→ Data for this exercise
-- Start --
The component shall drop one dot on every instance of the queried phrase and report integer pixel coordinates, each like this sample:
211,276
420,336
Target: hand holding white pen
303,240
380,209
-- End --
→ Problem description
Rewrite the data above as a Markdown table with the columns Row and Line, numbering each non-blank line in order.

→ Task answer
| Row | Line |
|---|---|
| 1 | The component shall drop one dot on every instance of the queried phrase and report integer pixel coordinates, each like this sample: |
| 2 | 211,276 |
| 3 | 420,336 |
| 4 | Target: hand holding white pen |
| 5 | 303,240 |
| 6 | 380,209 |